Render every line of all the entries below as a JSON list of strings, with one string per line and blank lines omitted.

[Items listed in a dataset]
++++++++

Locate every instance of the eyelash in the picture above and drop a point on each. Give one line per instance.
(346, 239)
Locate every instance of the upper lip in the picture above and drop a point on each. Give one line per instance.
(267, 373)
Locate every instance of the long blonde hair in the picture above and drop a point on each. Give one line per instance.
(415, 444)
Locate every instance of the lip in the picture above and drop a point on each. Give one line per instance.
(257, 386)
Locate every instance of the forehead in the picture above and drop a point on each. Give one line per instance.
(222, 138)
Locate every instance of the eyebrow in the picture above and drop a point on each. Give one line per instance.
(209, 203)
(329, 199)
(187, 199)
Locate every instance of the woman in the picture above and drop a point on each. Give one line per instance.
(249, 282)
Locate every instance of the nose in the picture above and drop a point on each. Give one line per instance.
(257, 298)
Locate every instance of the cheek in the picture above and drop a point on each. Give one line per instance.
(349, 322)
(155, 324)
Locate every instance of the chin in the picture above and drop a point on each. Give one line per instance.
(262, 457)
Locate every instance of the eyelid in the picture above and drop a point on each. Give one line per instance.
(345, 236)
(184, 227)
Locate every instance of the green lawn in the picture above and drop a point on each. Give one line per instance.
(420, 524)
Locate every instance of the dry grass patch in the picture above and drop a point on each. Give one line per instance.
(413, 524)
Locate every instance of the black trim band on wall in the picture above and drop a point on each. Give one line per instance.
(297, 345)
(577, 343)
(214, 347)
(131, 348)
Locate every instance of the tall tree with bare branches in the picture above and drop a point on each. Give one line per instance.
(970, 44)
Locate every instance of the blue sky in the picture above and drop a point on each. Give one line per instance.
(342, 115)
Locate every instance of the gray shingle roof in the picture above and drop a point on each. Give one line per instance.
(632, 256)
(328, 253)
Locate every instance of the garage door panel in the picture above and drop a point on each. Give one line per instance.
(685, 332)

++++++++

» **Completed task**
[
  "Locate every instance of the eyelash in the picture above and drop a point on each. Give one line per instance.",
  "(346, 239)",
  "Locate every instance of the upper lip in the picture above and drop a point on each. Give one line per instance.",
  "(267, 373)",
  "Locate every instance of the long blonde hair in the picture above and drop a point on each. Give one line per instance.",
  "(415, 444)",
  "Locate every instance of the lip in the picture above and drop a point on each. Give one line per instance.",
  "(257, 386)",
  "Locate every instance of the forehead in the picture above and drop a point on each. Give one line per instance.",
  "(222, 138)",
  "Locate every instance of the eyebrow in the picture above and drop a point on each. Give one line per instance.",
  "(209, 203)",
  "(329, 199)",
  "(187, 199)",
  "Locate every instance of the woman in the picture above and drop a point on each. Give one line per instance.",
  "(249, 282)",
  "Locate every instance of the nose in the picture above and drop a point on each. Give one line per instance.",
  "(257, 298)",
  "Locate every instance of the cheek in the picture above and drop a point on each. Give one line per instance.",
  "(349, 322)",
  "(155, 324)",
  "Locate every instance of the chin in the picture above and drop a point on each. Give one line per instance.",
  "(262, 457)",
  "Locate every instance of the eyelid in the picture above and drop a point on each. Give one line per instance.",
  "(345, 236)",
  "(184, 227)",
  "Locate every instance of the green lawn in the picture above and drop a point on each. Give one line per instance.",
  "(420, 524)",
  "Locate every instance of the dry grass patch in the picture above and drop a point on each. Give one line per instance.",
  "(413, 524)",
  "Locate every instance of the black trim band on wall in the picture above and drop a point on each. Give one line per instance.",
  "(297, 345)",
  "(577, 343)",
  "(214, 347)",
  "(131, 348)",
  "Locate every instance of the tall tree with bare branches in the picture above and drop a point on each. Give one line per instance.",
  "(970, 44)",
  "Locate every instance of the blue sky in the picture above and drop a point on each. Give one line per instance.",
  "(342, 115)",
  "Locate every instance of the gray shingle roof in the picture above and drop a point on each. Give one line per instance.",
  "(632, 256)",
  "(328, 253)",
  "Locate every instance of the garage door panel in the picture above and drop a point on each. Give one line per instance.",
  "(685, 332)"
]